What is required: Copy the Spoken Word poetry feature below in full, reproducing every line without any changes.

--- start of Document text ---

26 Feb – The Spoken Word: Marjorie Kanter, Paul Hench, and Sarah Pollard

“Poetry is an echo, asking a shadow to dance.

– Carl Sandburg

26 Feb - The Spoken Word: Marjorie Kanter, Paul Hench, and Sarah Pollard

—1 of 3—

 

on the roof of casa del rio
he tapped his fingers along my palm and said,
I see a happy running girl.
rolling hard he fell asleep
almost instantly, holding me.
I woke alone to gray light and children singing
outside. a cat walking along the wall,
under a tangerine branch. bees.
how far would I travel just trying to induce flying.

Sarah is a poet from Nebraska whose multi-layered works attempt to penetrate and electrify emotional space with a combination of self-expression, wordplay, and myth. Sarah was part of the former Nebraska poetry collective SP CE, and she is interested in alternative and informal poetry that exists among friends and in digital realms.

--- end of Document text ---
--- start of Data lines ---

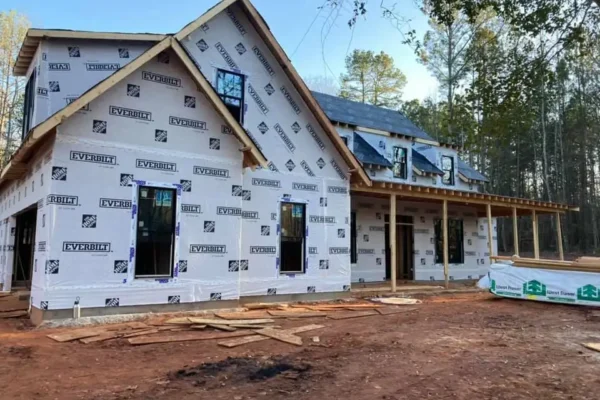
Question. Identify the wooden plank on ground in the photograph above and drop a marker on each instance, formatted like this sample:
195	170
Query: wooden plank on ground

--- end of Data lines ---

The solution:
26 Feb – The Spoken Word: Marjorie Kanter, Paul Hench, and Sarah Pollard

“Poetry is an echo, asking a shadow to dance.

– Carl Sandburg

26 Feb - The Spoken Word: Marjorie Kanter, Paul Hench, and Sarah Pollard

—1 of 3—

 

on the roof of casa del rio
he tapped his fingers along my palm and said,
I see a happy running girl.
rolling hard he fell asleep
almost instantly, holding me.
I woke alone to gray light and children singing
outside. a cat walking along the wall,
under a tangerine branch. bees.
how far would I travel just trying to induce flying.

Sarah is a poet from Nebraska whose multi-layered works attempt to penetrate and electrify emotional space with a combination of self-expression, wordplay, and myth. Sarah was part of the former Nebraska poetry collective SP CE, and she is interested in alternative and informal poetry that exists among friends and in digital realms.